─── SELECTED EXTRACT

Monday, May 12, 2008

May 11 Flu Update

Vietnam reports good results from its human bird flu vaccine.

Thailand has apparently prevented the smuggling of bird flu vaccine from China.

Australia held a second pandemic influenza conference.

A common theme. Bird flu containment efforts are hampered by poor compensation for farmers.

1 Comments:

At 6:23 PM, Blogger Wulfgang said...

Orange;

I find it quite interesting that tiny Vietnam can manage to team up and leverage with international partners and experts to develop its own human H5N1 pre-pandemic vaccine, and conduct its own program of trials - almost flawlessly it seems. This compared to Indonesia (the ultimate example of an entitlement mentality in my view) which seems to whine endlessly about how unfair the western world is, and how unsympathetic everyone is to poor people, and always have their hands out for free money. Indonesia should have trash-canned Supari the moment she refused to provide bird flu samples, but apparently the ruling theocracy is content with all the political and religious pandering, so I suppose they’ll have to accept the ultimate consequences of their inaction.

──────
─── SUPPLIED MATERIAL

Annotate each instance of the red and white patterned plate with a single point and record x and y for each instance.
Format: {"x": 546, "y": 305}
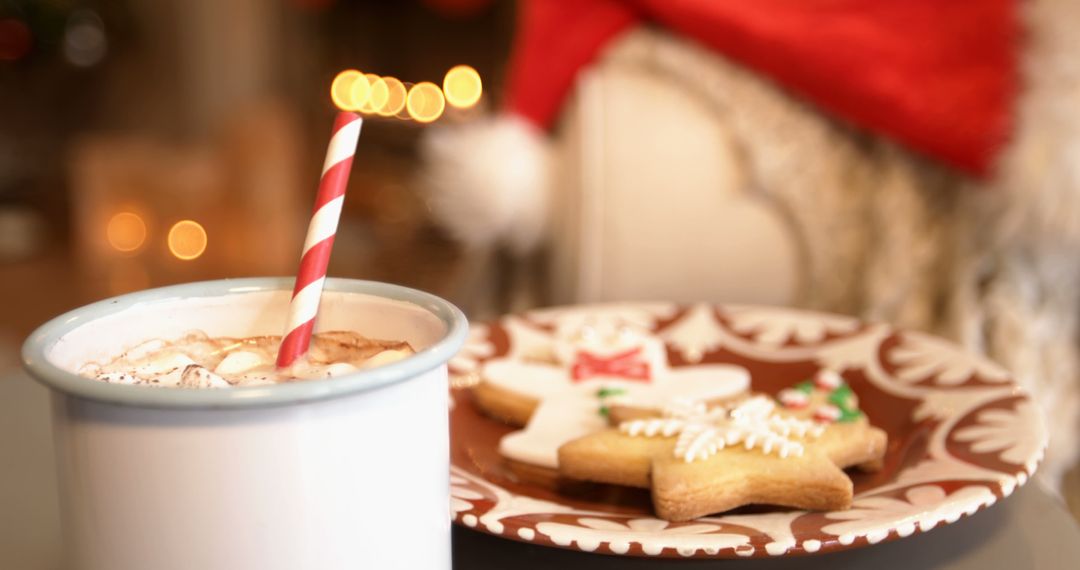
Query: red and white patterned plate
{"x": 961, "y": 435}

──────

PROBLEM REQUIREMENTS: Please summarize the May 11 flu update post and its comment in two sentences.

PROBLEM SOLUTION: The May 11 flu update reports that Vietnam has had good results from its human bird flu vaccine, that Thailand has apparently stopped bird flu vaccine from being smuggled in from China, and that Australia held a second pandemic influenza conference. It names poor compensation for farmers as a common obstacle to bird flu containment, and in the single comment Wulfgang praises Vietnam for working with international partners to develop and trial its own H5N1 pre-pandemic vaccine while faulting Indonesia, saying it should have removed Supari when she refused to provide bird flu samples.